----- INPUT MATERIAL

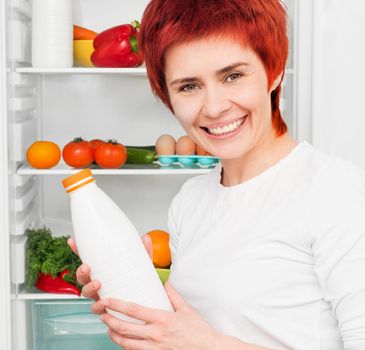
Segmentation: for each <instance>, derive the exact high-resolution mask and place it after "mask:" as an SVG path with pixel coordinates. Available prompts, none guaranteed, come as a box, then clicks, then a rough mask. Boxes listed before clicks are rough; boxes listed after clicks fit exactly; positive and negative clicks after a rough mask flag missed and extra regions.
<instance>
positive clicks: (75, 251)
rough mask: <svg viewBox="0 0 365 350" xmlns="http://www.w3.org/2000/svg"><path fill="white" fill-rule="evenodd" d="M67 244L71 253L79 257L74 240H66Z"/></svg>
mask: <svg viewBox="0 0 365 350" xmlns="http://www.w3.org/2000/svg"><path fill="white" fill-rule="evenodd" d="M67 244H68V245H69V246H70V248H71V249H72V251H73V252H74V253H75V254H77V255H79V252H78V251H77V246H76V242H75V240H74V239H73V238H72V237H70V238H69V239H68V240H67Z"/></svg>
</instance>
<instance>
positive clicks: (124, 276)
mask: <svg viewBox="0 0 365 350" xmlns="http://www.w3.org/2000/svg"><path fill="white" fill-rule="evenodd" d="M63 185H64V187H65V188H66V190H67V192H68V193H69V194H70V199H71V215H72V224H73V229H74V236H75V240H76V244H77V248H78V251H79V254H80V258H81V260H82V261H83V263H85V264H88V265H89V266H90V267H91V277H92V278H93V279H97V280H99V281H100V282H101V289H100V291H99V296H100V297H101V298H106V297H111V298H117V299H122V300H125V301H131V302H134V303H137V304H140V305H144V306H148V307H151V308H156V309H160V310H166V311H172V310H173V308H172V306H171V304H170V301H169V299H168V297H167V294H166V292H165V289H164V287H163V285H162V283H161V281H160V279H159V277H158V275H157V273H156V271H155V269H154V266H153V264H152V261H151V259H150V257H149V256H148V253H147V251H146V249H145V247H144V246H143V243H142V240H141V238H140V236H139V234H138V232H137V230H136V229H135V227H134V226H133V224H132V223H131V221H130V220H129V219H128V218H127V216H126V215H125V214H124V213H123V212H122V210H121V209H120V208H119V207H118V206H117V205H116V204H115V203H114V202H113V201H112V200H111V198H110V197H109V196H107V195H106V194H105V193H104V192H103V191H102V190H101V189H100V188H99V187H98V186H97V185H96V183H95V179H94V178H93V176H92V173H91V171H90V170H89V169H85V170H82V171H81V172H79V173H77V174H75V175H72V176H70V177H68V178H66V179H65V180H63ZM109 312H110V313H112V314H114V315H115V316H116V317H119V318H121V319H124V320H129V321H134V322H139V321H137V320H133V319H131V318H129V317H127V316H125V315H122V314H120V313H116V312H112V311H109Z"/></svg>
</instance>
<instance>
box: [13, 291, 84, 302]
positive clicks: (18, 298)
mask: <svg viewBox="0 0 365 350" xmlns="http://www.w3.org/2000/svg"><path fill="white" fill-rule="evenodd" d="M13 299H17V300H60V299H62V300H69V299H76V300H81V299H82V300H87V298H85V297H83V296H80V297H79V296H78V295H76V294H58V293H43V292H39V291H37V290H36V289H32V290H29V291H28V290H21V291H20V293H18V294H17V295H15V294H14V295H13Z"/></svg>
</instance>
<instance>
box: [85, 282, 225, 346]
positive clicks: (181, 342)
mask: <svg viewBox="0 0 365 350" xmlns="http://www.w3.org/2000/svg"><path fill="white" fill-rule="evenodd" d="M165 289H166V292H167V294H168V296H169V299H170V301H171V304H172V306H173V307H174V309H175V312H167V311H161V310H157V309H151V308H148V307H144V306H141V305H137V304H133V303H129V302H125V301H122V300H117V299H103V300H99V301H98V302H96V303H94V304H93V306H92V311H93V312H95V313H98V314H101V320H102V321H103V322H104V323H105V324H106V325H107V326H108V327H109V330H108V333H109V336H110V338H111V339H112V340H113V341H114V342H115V343H116V344H118V345H119V346H121V347H123V349H128V350H133V349H135V350H137V349H138V350H144V349H146V350H147V349H148V350H154V349H156V350H157V349H158V350H172V349H174V350H179V349H181V350H186V349H194V350H198V349H202V350H203V349H214V348H218V347H217V345H218V343H219V341H220V337H221V335H220V334H219V333H218V332H216V331H215V330H214V329H213V328H212V327H211V326H210V325H209V324H208V323H207V322H206V321H205V320H204V319H203V318H202V317H201V316H200V314H199V313H198V312H197V311H196V310H195V309H194V308H193V307H191V306H190V305H188V304H187V303H186V302H185V301H184V299H183V298H182V297H181V296H180V295H179V294H178V293H177V291H176V290H175V289H174V288H173V287H172V285H171V284H170V283H169V282H167V283H166V284H165ZM106 308H108V309H110V310H114V311H117V312H121V313H123V314H124V315H127V316H130V317H132V318H136V319H139V320H141V321H143V322H144V323H145V324H135V323H131V322H127V321H122V320H120V319H118V318H116V317H114V316H112V315H110V314H108V313H106ZM222 349H223V348H222Z"/></svg>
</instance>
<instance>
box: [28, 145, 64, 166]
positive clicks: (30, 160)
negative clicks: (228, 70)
mask: <svg viewBox="0 0 365 350" xmlns="http://www.w3.org/2000/svg"><path fill="white" fill-rule="evenodd" d="M60 159H61V150H60V148H59V147H58V146H57V145H56V144H55V143H54V142H51V141H36V142H34V143H33V144H32V145H31V146H30V147H29V148H28V150H27V161H28V163H29V164H30V165H31V166H32V167H33V168H36V169H49V168H52V167H54V166H55V165H57V164H58V162H59V161H60Z"/></svg>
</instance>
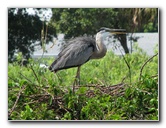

----------

▶ _WHAT TO PRODUCE_: Find each line above that contains the string "positive", and copy every such line in full.

▶ _SOLUTION TO THE PROBLEM_:
Segmentation: for each <instance>, derive the exact high-resolution mask and place it after "mask:" as an SVG path with pixel coordinates. Available prompts, none guaranteed, come as a box, then clicks, then a rough mask. Boxes listed before clicks are rough; boxes listed after clicks fit exactly; positive and negative clicks after a rough mask flag missed and extra regions.
positive clicks: (75, 251)
positive clicks: (124, 276)
positive clicks: (18, 298)
positive clicks: (181, 342)
positive clicks: (30, 160)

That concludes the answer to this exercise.